- _Texto de leitura_:
>>>

Quem foi Zumbi dos Palmares
Zumbi entrou para a história do Brasil
como símbolo da resistência negra contra a escravidão e como o último
chefe do Quilombo dos Palmares, um dos mais emblemáticos quilombos da
época colonial.
Busto em homenagem ao Zumbi dos Palmares |
Ele nasceu em 1655, na região de
Palmares (Estado de Alagoas). Apesar de ter nascido livre, foi capturado
pela expedição de Brás da Rocha Cardoso (capitão mor do que seria,
hoje, o Estado de Sergipe), aos seis ou sete anos de idade apenas. Foi
entregue ao padre Antônio Melo, em Porto Calvo, sendo batizado com o
nome de Francisco. Aprendeu português e latim, foi iniciado na religião
católica e chegou a auxiliar na celebração de missas, como coroinha.
Porém, aos 15 anos, resolveu que seu destino era voltar para onde havia
nascido e viver como seus iguais no quilombo. Fugiu para Palmares e
adotou o nome de Zumbi, que tem significados variados (guerreiro,
morto-vivo, espírito presente, entre outros). Acredita-se ainda que o
nome tenha vindo mesmo de “Nzumbi”, título que os bantos, um povo
africano, atribuíam ao líder militar e religioso.

<<<

- _Instrução 1_: Resuma em duas frases o texto sobre Zumbi dos Palmares.
- _Instrução 2_: Retome o texto sobre Zumbi dos Palmares após a sua última frase e dê-lhe continuação.
Não é preciso consultar a listagem.

- _Dados coletados_:
>>>

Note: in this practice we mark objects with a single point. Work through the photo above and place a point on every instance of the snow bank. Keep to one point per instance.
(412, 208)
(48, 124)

<<<

- _Resposta 1_: Zumbi, nascido livre em 1655 na região de Palmares, entrou para a história do Brasil como símbolo da resistência negra contra a escravidão e como o último chefe do Quilombo dos Palmares. Capturado aos seis ou sete anos e entregue ao padre Antônio Melo, que o batizou como Francisco, fugiu aos 15 anos para Palmares e adotou o nome de Zumbi.

- _Resposta 2_:
O primeiro grande chefe do Quilombo dos
Palmares foi Ganga Zumba, tio de Zumbi. Ele chegou a assinar, em 1678,
um acordo de paz com o governo de Pernambuco. Zumbi e seus partidários
não concordaram com esse tratado, dando início a uma guerra interna. O
final do conflito veio com a morte de Ganga Zumba, envenenado por um dos
partidários de seu sobrinho. Com isso, Zumbi tornou-se líder dos
palmarinos, chefiando a resistência contra os portugueses.
O Quilombo dos Palmares estava
localizado na Serra da Barriga, hoje região que pertence ao município de
União dos Palmares. Foi um dos maiores quilombos já existentes. Alguns
estudiosos acreditam que o seu surgimento tenha ocorrido entre 1597 e
1580, quando alguns escravos fugiram de engenhos de açúcar, localizados
no litoral de Pernambuco. Com o tempo, o quilombo foi atraindo cada vez
mais escravos que fugiam de seus senhores, cujos engenhos foram se
desagregando devido às invasões holandesas no Nordeste, no período de
1624 a 1654. Além dos ex-escravos negros, Palmares abrigava mestiços,
índios e brancos pobres e/ou marginalizados.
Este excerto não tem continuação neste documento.